- [Schriftliche Aufgaben]:
1. Was löst der Linker laut dem Seitenauszug über extern deklarierte Variablen nachher auf?
2. Überarbeiten Sie im Seitenauszug über extern deklarierte Variablen die Passage von „Nicht das ich“ bis „noch etwas eingefallen.“ und setzen Sie dabei „Quelldateien“ an die Stelle von „Headerdateien“.
3. Knüpfen Sie an das Ende des Seitenauszugs über extern deklarierte Variablen an und schreiben Sie ihn weiter.

═════ Seitenauszug

Nicht das ich wüßte. Ist aber eigentlich "gesunder Menschenverstand". Prinzipiell definiert man überhaupt nichts in Headerdateien.


Skid hat gesagt.:


> Mittlerweile bin ich mir nicht mehr so sicher, was man von den was man lernt, umsetzen sollte
> 
> //Edit:
> Mir ist gerade noch etwas eingefallen.
> Wenn ich eine Variable habe, die ich in mehreren Modulen benötige, ist dann der bessere Weg die Variable an jedes Modul zu übergeben um damit zu arbeiten ?


Das kommt darauf an was praktischer bzw. wartbarer ist. Die errno Variable wird z.B. ebenfalls global für alle Module zur Verfügung gestellt die mit der Standard C Bibliothek arbeiten.


Skid hat gesagt.:


> Der Grund warum ich das frage ist folgender:
> Wenn die Variable ja nun nicht mehr im Header steht, bzw. stehen sollte, also nicht mehr global ist, müsste ich ja einen anderen Weg wählen die Variable in einen anderen Modul bekannt zu machen (bspw. als Paramerter), oder ?


Durch die extern Deklaration ist die Variable global verfügbar. Der Linker löst nachher die undefinierten Symbole auf und ersetzt die Referenz auf die extern deklarierte Variablen mit der richtigen Variablen(-adresse).


Skid hat gesagt.:


> Für mich klingt das alles plausibel, nur wirft dass für mich eine weitere Frage auf:
> Wenn ich bspw. eine Variable als Extern definiere muss ich in beiden CPP-Dateien die Datei deklarieren ?


Du hast offensichtlich noch arge Probleme mit der Terminologie. Mit extern wird eben *keine* Variable *definiert*, sondern nur *deklariert*. Und deine Frage bezog sich dann sicherlich auf die *Definition* in beiden CPP-Dateien, nicht auf die Deklaration.

Wenn du die Variable doppelt *definierst *bekommst du ja wieder einen Linkerfehler! Du darfst die Variable nur einmal definieren.


Skid hat gesagt.:


> Greifen die dann beide auf den gleichen Speicherbereich zu ? D.h. Enthalten diese dann die gleichen Werte ?

══════════
═════ Angezeigte Datensätze

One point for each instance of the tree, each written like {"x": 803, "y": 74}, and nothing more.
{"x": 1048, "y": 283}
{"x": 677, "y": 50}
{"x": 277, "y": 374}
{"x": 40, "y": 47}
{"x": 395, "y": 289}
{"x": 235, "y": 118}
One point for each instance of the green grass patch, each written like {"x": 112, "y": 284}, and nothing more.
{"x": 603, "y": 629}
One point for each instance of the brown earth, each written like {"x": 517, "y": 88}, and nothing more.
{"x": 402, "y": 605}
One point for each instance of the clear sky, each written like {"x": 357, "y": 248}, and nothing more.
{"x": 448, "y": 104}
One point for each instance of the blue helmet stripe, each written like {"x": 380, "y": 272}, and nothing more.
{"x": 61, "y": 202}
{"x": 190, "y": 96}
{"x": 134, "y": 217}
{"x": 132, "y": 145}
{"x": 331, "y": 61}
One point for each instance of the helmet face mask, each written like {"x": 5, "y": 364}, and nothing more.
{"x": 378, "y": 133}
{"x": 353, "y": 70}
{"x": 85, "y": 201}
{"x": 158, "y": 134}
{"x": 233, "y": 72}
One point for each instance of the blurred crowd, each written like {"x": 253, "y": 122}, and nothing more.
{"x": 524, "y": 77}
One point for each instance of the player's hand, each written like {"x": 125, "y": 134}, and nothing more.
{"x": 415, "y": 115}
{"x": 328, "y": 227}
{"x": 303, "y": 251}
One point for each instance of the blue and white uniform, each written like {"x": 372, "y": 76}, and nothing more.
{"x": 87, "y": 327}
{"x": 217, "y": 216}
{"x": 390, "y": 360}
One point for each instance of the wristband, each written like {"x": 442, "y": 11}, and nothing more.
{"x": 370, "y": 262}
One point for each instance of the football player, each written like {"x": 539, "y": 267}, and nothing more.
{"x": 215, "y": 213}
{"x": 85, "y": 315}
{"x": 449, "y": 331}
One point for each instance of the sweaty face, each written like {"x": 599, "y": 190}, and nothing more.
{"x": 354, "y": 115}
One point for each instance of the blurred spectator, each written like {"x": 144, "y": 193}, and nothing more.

══════════

- [Gelöste Aufgaben]:
1. Die undefinierten Symbole.

2.
Nicht das ich wüßte. Ist aber eigentlich "gesunder Menschenverstand". Prinzipiell definiert man überhaupt nichts in Quelldateien.


Skid hat gesagt.:


> Mittlerweile bin ich mir nicht mehr so sicher, was man von den was man lernt, umsetzen sollte
> 
> //Edit:
> Mir ist gerade noch etwas eingefallen.

3.
Ja und ja. Wie sollte es anders funktionieren?! Bei Funktionen ist es natürlich das Gleiche. Die Konflikte kommen ja dadurch zustande, das eine Variable (bzw. Funktion) einfach durch einen eindeutigen Namen identifiziert wird.

Gruß


----------



## Skid (1. März 2009)

@ Cromon:

Ich danke dir für das ausführliche Beispiel, dass hilft mir schon wesentlich weiter 
Ich werde das einbisschen testen und ausprobieren wie es im Endeffekt für mich am besten erscheint 

@ deepthroat:



> Du hast offensichtlich noch arge Probleme mit der Terminologie. Mit extern wird eben keine Variable definiert, sondern nur deklariert. Und deine Frage bezog sich dann sicherlich auf die Definition in beiden CPP-Dateien, nicht auf die Deklaration.
> 
> Wenn du die Variable doppelt definierst bekommst du ja wieder einen Linkerfehler! Du darfst die Variable nur einmal definieren.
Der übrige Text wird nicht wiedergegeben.